Pictures within the data are to be left out; everything else must be reproduced exactly.

Stored entries
# # #

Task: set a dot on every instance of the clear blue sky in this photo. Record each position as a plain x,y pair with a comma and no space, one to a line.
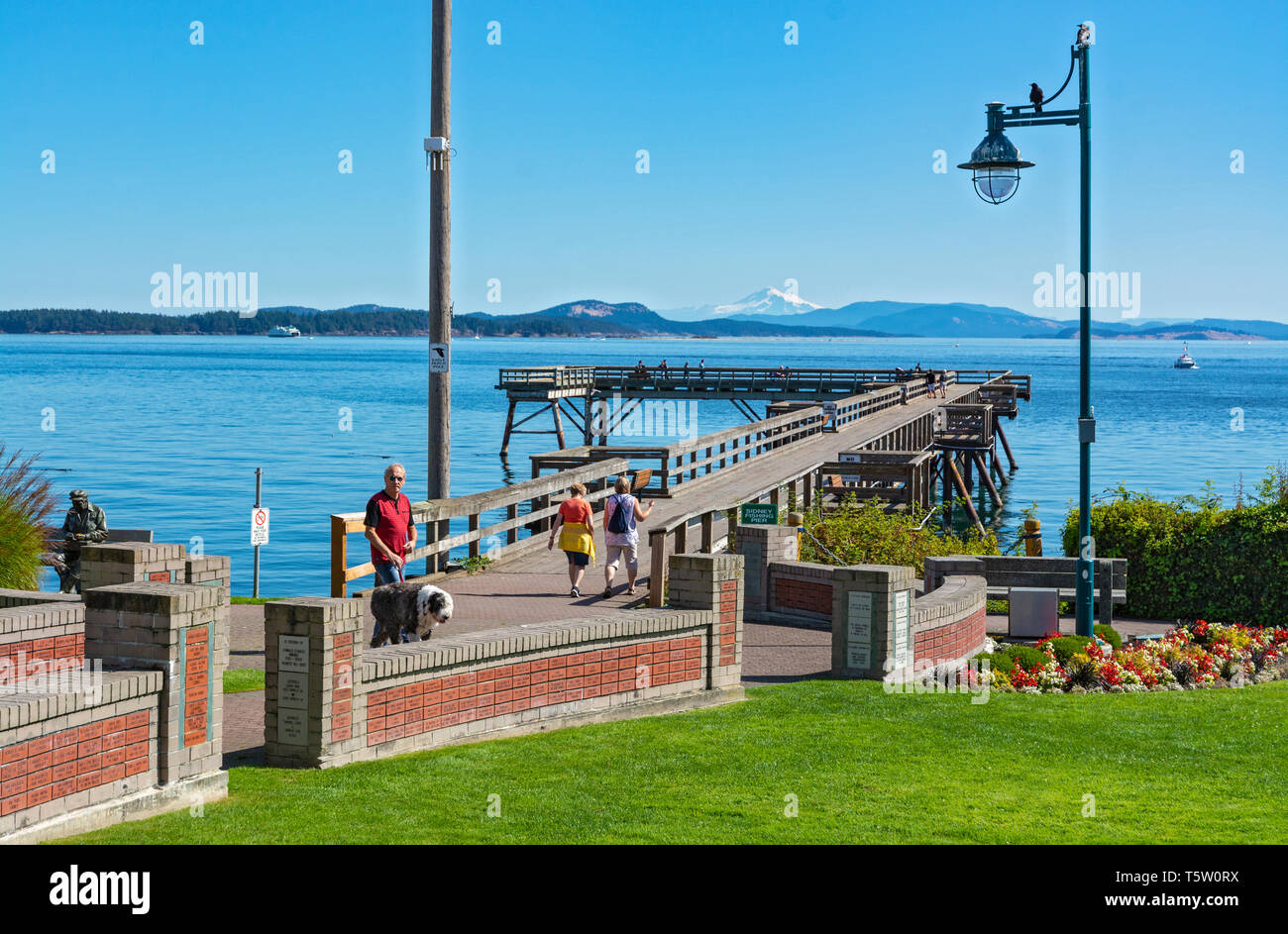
768,161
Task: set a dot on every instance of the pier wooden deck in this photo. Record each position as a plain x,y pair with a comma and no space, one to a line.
533,586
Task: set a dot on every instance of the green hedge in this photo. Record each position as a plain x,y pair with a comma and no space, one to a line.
1193,560
864,534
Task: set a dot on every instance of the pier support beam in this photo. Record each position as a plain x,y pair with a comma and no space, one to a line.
997,469
1006,447
987,479
965,495
509,428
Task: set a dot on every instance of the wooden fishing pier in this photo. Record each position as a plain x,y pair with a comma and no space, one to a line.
825,436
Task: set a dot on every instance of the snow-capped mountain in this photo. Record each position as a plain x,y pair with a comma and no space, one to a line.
763,302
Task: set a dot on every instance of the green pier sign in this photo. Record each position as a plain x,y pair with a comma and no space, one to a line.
758,514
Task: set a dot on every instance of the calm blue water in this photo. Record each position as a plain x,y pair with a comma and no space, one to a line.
166,432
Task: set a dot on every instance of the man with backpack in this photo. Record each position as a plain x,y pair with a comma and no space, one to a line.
621,538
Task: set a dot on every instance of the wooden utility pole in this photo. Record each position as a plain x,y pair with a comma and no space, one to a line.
441,257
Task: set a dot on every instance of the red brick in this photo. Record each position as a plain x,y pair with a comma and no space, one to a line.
137,766
11,804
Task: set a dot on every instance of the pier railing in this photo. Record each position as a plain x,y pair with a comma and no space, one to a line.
548,377
715,525
439,541
690,462
687,462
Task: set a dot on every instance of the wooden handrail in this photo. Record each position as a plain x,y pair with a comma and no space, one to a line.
678,528
473,505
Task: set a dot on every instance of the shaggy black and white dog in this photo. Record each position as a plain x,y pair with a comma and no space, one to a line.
408,607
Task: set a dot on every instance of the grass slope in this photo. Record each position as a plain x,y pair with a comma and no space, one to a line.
864,766
243,679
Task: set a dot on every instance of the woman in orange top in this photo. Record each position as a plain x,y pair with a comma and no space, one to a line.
575,525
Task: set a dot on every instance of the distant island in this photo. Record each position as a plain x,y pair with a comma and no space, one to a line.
765,313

# # #

▶ FINISHED EXERCISE:
Task: set a dot on every instance of the clear blue sky in this photo. Record each position as a plain x,y pair with a comma and no space, one to a line.
768,161
Task: set a dot on every instance of the pier wooden deck in this photo. Record each position as a plain x,y pair with a comma and no space, one to a line.
533,586
Task: set a dot on every instance of the green hedge in this photo. Record each position as a plain x,y pair with a comma and no space, one to a line.
1193,560
864,534
Task: set a dot on every instance of the pier support beam in this photo. Record each position as a plain x,y pair with a comma and no space, one to a line.
997,469
1006,447
987,479
965,495
509,428
Task: set a dot on every instance of the wooden fishing pier in this photo. Record each position as a plain x,y pair with a comma and no space, one to a line.
825,436
Task: set a dot on every instance of the snow-capped mountain in this photo. Record each position as a plain x,y pair with a comma and no space, one to a line.
763,302
Task: set a dot on every instance of the green pier sign in this photo. Record each position as a plain x,y pair with a comma and no space, one to a line.
758,514
Task: set a dot on every instance of the calm blue water in this photo. Record each position as a plain x,y pair with a comma and no space, one to a line.
166,432
Task: set a dot on every instance of the man with backpack in this photo. Record each position as a plain x,y pair with a comma and no space, one to a line.
621,538
Task: set a dot on every instance of the wooden utility pole in this photo. Record each position as a plain x,y pair with a comma and no space, one to a line.
441,257
Task: set a dot on every instance of the red brick in this photo. Record each position as a plain x,y pair with a comma and no space, one to a line.
137,766
11,804
Task: set a dot on every instance of the pier railing in this photo. Record each position as a plain x,y pair with a comma and no space, one to a line.
548,377
715,525
439,541
690,462
687,462
Task: set a dot on every instance of the wooden handrail in this photo. Record each position as a plain x,y pair with a comma and no space, one to a line.
678,528
473,505
Task: set a dot on every instance of the shaggy black and white dog in this photo. Record each position as a plain x,y pair with a comma and no space, one to a line.
408,607
Task: set a dot on every instance of the grass slope in this photo. Record each position as a plain x,y pair with a comma and no space, one to a line.
864,766
243,679
Task: set a dot on every instance of the woman in orange top in this photo. Record each position as a plain x,y pair with a comma and no space, one to a line.
575,525
Task: set a dot on every instance of the distant island in this photo. Record each position as a plain x,y pair with a comma and no space, one to a line.
765,313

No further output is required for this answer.